* **The problem**: Rewrite the lines of the data from the line containing "to detect dead" through the line containing "to detect tree", with the request text included. Multiply every box coordinate in the answers by 2.15 and round to whole numbers with halves going up, but leave the requests unchanged.

* **Supplied material**:
START

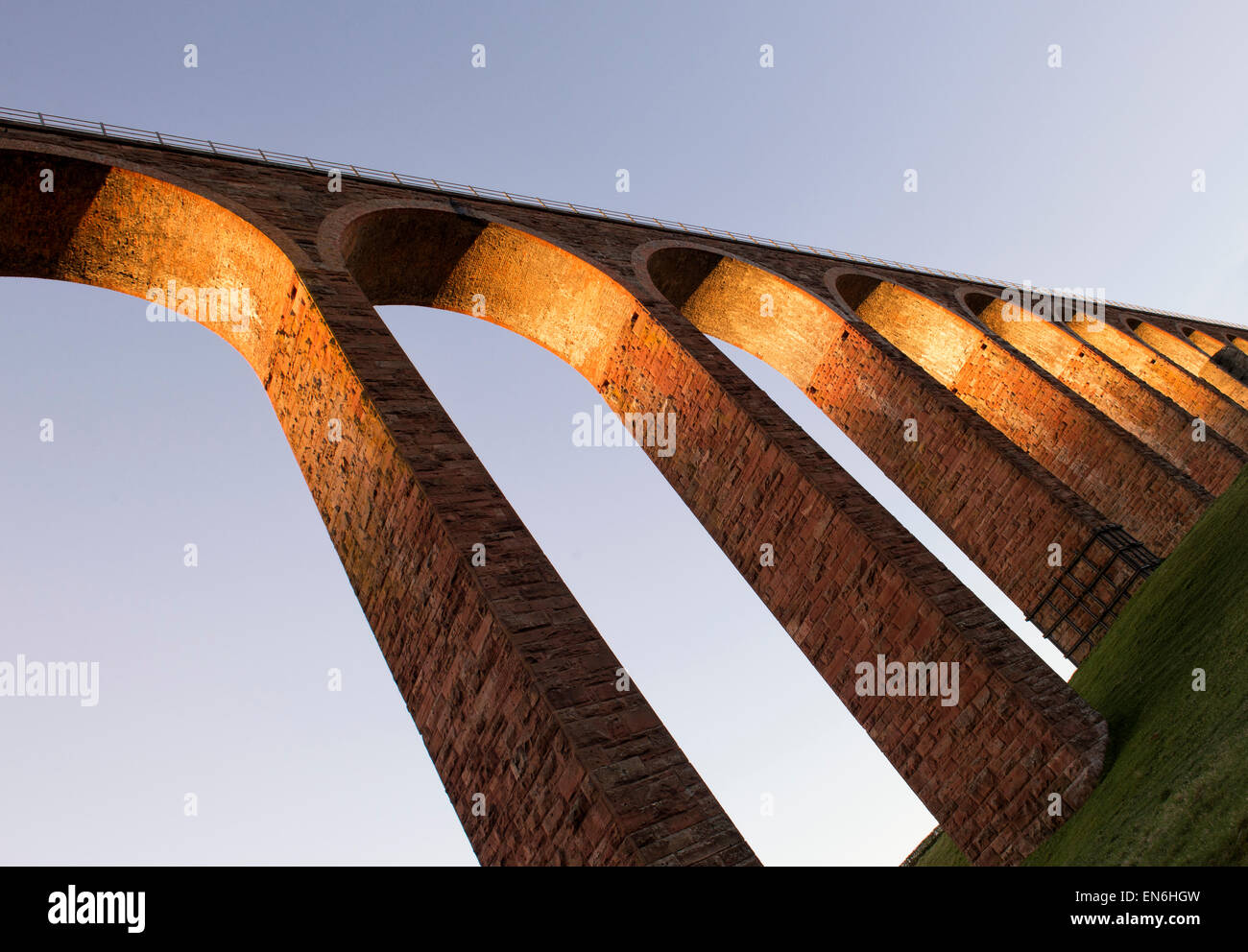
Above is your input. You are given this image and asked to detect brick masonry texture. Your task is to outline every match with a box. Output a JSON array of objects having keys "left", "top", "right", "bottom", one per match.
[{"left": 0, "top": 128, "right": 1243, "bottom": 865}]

END
START

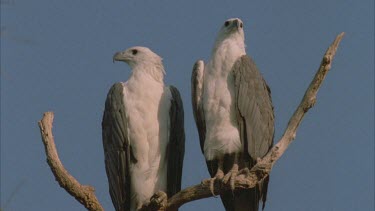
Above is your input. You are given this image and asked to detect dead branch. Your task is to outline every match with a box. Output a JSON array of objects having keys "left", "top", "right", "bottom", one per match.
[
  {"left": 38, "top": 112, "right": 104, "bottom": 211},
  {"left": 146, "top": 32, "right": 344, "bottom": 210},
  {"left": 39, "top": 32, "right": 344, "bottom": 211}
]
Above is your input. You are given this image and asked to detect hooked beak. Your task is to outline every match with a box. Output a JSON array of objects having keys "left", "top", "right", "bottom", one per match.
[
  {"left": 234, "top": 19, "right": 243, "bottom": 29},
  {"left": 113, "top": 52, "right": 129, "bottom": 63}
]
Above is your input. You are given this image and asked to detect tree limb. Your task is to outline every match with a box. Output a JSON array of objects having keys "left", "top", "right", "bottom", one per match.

END

* **Solution for this problem**:
Above is your input. You are given this image and asked to detect dead branch. Your task is to outline every match with a box. Output a JSON array of objects having keys "left", "top", "right", "bottom", one per match.
[
  {"left": 82, "top": 241, "right": 224, "bottom": 454},
  {"left": 314, "top": 69, "right": 740, "bottom": 452},
  {"left": 84, "top": 69, "right": 740, "bottom": 454}
]
Above is your input. You are given this image and asked to detect hooked beak. Your task is to outline every match with a box. Output a JSON array of objects having keys "left", "top", "right", "bottom", one per match.
[
  {"left": 503, "top": 41, "right": 522, "bottom": 62},
  {"left": 243, "top": 112, "right": 277, "bottom": 135}
]
Above is your input. You are given this image and asked to detect tree limb. Your task is to outline every match with a box. Output a JSON array of objects having keys "left", "top", "right", "bottom", one per match.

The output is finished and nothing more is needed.